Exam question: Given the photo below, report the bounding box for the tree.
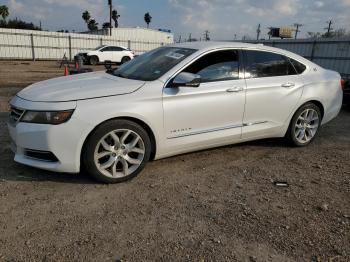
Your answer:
[0,5,9,21]
[112,9,120,28]
[0,18,41,30]
[81,10,91,28]
[145,12,152,28]
[88,19,98,31]
[102,22,111,29]
[307,32,322,38]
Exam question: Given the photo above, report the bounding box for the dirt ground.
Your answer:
[0,60,350,262]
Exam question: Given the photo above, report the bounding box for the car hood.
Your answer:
[17,72,145,102]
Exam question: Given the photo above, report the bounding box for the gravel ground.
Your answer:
[0,107,350,262]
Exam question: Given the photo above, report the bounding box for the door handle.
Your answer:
[282,82,295,88]
[226,86,243,93]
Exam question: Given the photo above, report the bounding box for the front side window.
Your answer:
[183,50,239,83]
[245,51,297,78]
[113,47,197,81]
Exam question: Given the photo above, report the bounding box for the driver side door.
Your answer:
[163,50,246,151]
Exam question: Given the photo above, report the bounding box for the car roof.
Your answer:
[169,41,312,65]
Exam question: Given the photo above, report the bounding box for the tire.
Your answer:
[121,56,131,64]
[286,103,322,147]
[89,55,99,65]
[82,120,152,183]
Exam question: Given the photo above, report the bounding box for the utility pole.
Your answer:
[294,23,303,39]
[256,24,261,40]
[204,30,210,41]
[108,0,112,36]
[324,20,333,37]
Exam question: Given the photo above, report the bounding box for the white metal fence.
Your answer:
[0,28,172,60]
[247,39,350,78]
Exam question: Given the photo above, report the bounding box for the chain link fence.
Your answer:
[0,28,170,61]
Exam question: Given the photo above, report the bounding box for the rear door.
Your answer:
[242,50,303,138]
[163,50,245,147]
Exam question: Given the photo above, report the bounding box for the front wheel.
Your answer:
[83,120,151,183]
[286,103,322,147]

+---+

* [Exercise brief]:
Could you reproduce every one of the entries above word for word, from first to last, leaving out the picture?

* [Result]:
Exam question: Given the photo below, report the bounding box for the tree.
Your answer:
[0,5,9,21]
[112,9,120,28]
[0,18,41,30]
[81,10,91,28]
[145,12,152,28]
[88,19,98,31]
[102,22,111,29]
[307,32,322,38]
Exam question: Given the photo above, report the bounding box for the dirt ground.
Your answer:
[0,60,350,262]
Exam question: Given the photo above, report the bounding box for the car hood.
Your answer:
[17,72,145,102]
Exam question: Given the photo above, report the bounding box for the gravel ground.
Your answer:
[0,107,350,262]
Exam question: Given the photo above, report the bounding box for the door handle.
Your answer:
[282,82,295,88]
[226,86,243,93]
Exam question: Given the photo above, report the bounding box for the front side window.
Your answer:
[183,50,239,83]
[245,51,297,78]
[113,47,197,81]
Exam question: Given the photo above, report the bounding box for the driver side door.
Your answer:
[163,50,246,151]
Exam question: Given the photo above, report the bounding box for the car roof.
Your answer:
[169,41,312,65]
Exam question: Given the photo above, report the bounding box for the tire.
Your answer:
[121,56,131,64]
[286,103,322,147]
[89,55,99,65]
[82,120,152,183]
Exam question: Given the photo above, report the bounding box for the utility pole.
Your answer:
[294,23,303,39]
[256,24,261,40]
[204,30,210,41]
[108,0,112,36]
[324,20,333,37]
Exam question: Given the photo above, report the bounding box for the white metal fence.
Your answer:
[0,28,172,60]
[247,39,350,78]
Exam question: Given the photo above, report the bounding box for the chain link fence.
Your answer:
[0,28,170,61]
Exam question: Given the photo above, report the bounding box for the rear door.
Your answer:
[242,50,303,138]
[163,50,245,147]
Exam question: Given the photo above, report the bounding box for the front wheel.
Your answer:
[83,120,151,183]
[286,103,322,147]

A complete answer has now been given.